Richiesta scritta 1 >> Elenca tutti i passaggi racchiusi tra virgolette nella richiesta di rettifica riportata qui sotto, nell'ordine in cui compaiono.

- - -

Riceviamo e volentieri pubblichiamo una richiesta di rettifica al nostro articolo “Con la formaggiera Carpigiani la vera arte casearia va in soffitta“, pubblicato lunedì scorso 2 novembre. Ad inviarcela è la Dottoressa Michela Iorio dell’Ufficio Comunicazione della Carpigiani.
In calce alla lettera dell’industria bolognese il lettore potrà trovare alcune nostre precisazioni che aiuteranno a chiarire ulteriormente il nostro punto di vista sulla questione.
Un grazie alla Dottoressa Iorio per il contributo offerto al confronto.
La Redazione di Qualeformaggio.it
Oggetto: Richiesta di Rettifica articolo apparso su Qualeformaggio.it il 2 novembre 2015 dal titolo “Con la formaggiera di Carpigiani la vera arte casearia va in soffitta” (A norma della Legge 416/1981)
Gentile Direttore,
siamo a richiedere la rettifica di quanto riportato nell’articolo menzionato in quanto non corrispondenti alla realtà dei fatti e a quanto comunicato dall’azienda.
Citiamo per punti le inesattezze dell’articolo e il testo di rettifica:
“Il nuovo prodotto di Carpigiani rappresenta il capolinea della produzione casearia classica: è uno strumento in cui versare latte e attendere un dato tempo per vederne uscire il prodotto desiderato.”

- - -

Richiesta scritta 2 >> Riporta ogni riga dell'elenco che contiene la stringa "stem", tenendo conto di maiuscole e minuscole.

- - -

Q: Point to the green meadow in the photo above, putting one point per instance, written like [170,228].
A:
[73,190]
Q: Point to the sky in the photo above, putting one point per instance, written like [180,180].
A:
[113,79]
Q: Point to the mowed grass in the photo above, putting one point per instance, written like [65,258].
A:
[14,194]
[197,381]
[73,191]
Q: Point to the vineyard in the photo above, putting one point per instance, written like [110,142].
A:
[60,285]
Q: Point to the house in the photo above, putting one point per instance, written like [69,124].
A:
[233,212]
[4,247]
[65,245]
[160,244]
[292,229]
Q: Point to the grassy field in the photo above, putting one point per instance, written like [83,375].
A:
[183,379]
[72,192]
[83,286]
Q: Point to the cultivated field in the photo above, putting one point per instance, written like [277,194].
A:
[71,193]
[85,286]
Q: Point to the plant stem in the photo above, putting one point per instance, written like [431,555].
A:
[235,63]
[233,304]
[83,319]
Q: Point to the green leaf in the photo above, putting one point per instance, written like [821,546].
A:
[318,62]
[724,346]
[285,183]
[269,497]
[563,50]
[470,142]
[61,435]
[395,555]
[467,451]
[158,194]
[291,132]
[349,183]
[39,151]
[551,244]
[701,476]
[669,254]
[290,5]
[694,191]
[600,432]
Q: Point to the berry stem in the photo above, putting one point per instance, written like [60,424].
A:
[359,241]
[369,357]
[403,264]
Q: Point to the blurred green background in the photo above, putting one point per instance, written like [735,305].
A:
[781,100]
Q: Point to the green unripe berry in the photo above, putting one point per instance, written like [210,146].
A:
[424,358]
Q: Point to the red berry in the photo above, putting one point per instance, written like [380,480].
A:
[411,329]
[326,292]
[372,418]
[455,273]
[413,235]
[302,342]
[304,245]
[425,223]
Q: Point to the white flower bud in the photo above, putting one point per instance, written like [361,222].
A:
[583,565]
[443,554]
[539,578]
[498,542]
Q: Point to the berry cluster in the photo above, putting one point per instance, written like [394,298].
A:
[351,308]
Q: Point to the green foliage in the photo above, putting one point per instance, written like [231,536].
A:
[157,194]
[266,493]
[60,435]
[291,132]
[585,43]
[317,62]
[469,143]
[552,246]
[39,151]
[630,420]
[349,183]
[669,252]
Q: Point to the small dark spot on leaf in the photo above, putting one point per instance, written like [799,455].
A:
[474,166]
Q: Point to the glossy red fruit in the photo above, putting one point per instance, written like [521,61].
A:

- - -

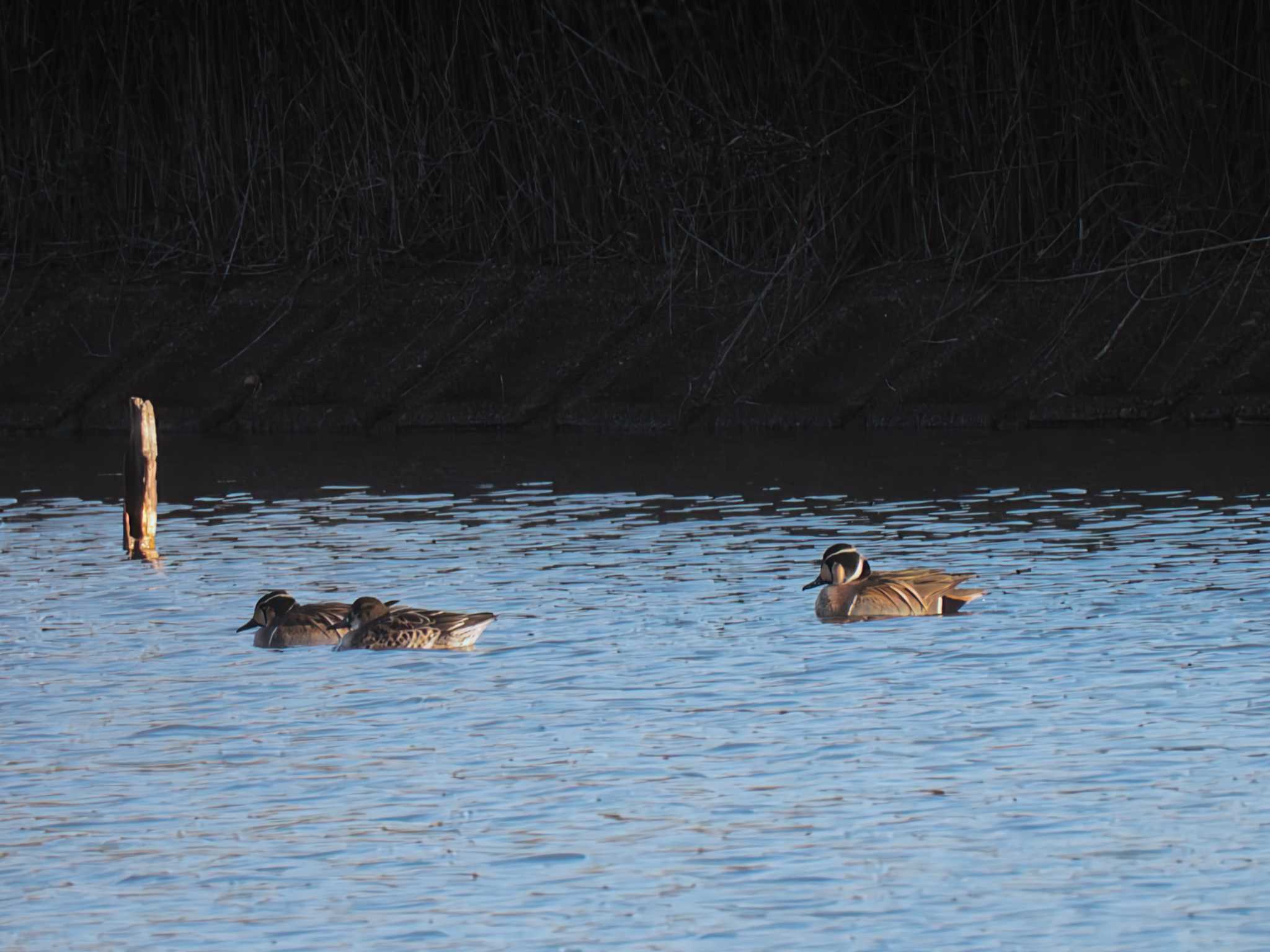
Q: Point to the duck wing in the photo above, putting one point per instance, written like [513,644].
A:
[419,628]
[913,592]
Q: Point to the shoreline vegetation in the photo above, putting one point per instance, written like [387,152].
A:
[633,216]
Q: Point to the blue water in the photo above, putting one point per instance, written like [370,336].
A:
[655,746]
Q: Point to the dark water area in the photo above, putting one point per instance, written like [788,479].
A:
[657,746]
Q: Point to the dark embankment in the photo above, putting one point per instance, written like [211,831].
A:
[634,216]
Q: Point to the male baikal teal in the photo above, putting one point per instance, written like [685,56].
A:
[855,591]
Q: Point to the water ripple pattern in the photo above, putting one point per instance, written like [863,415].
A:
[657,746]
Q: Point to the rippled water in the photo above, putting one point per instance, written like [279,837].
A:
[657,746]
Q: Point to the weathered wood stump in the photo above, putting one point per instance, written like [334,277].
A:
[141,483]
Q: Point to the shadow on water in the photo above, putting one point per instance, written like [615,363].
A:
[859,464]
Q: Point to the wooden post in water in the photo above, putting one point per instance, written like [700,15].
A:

- - -

Risposta completa 1 >>
1. “Con la formaggiera Carpigiani la vera arte casearia va in soffitta”
2. “Con la formaggiera di Carpigiani la vera arte casearia va in soffitta”
3. “Il nuovo prodotto di Carpigiani rappresenta il capolinea della produzione casearia classica: è uno strumento in cui versare latte e attendere un dato tempo per vederne uscire il prodotto desiderato.”

Risposta completa 2 >>
Q: Point to the plant stem in the photo above, putting one point per instance, written like [431,555].
Q: Point to the berry stem in the photo above, putting one point per instance, written like [60,424].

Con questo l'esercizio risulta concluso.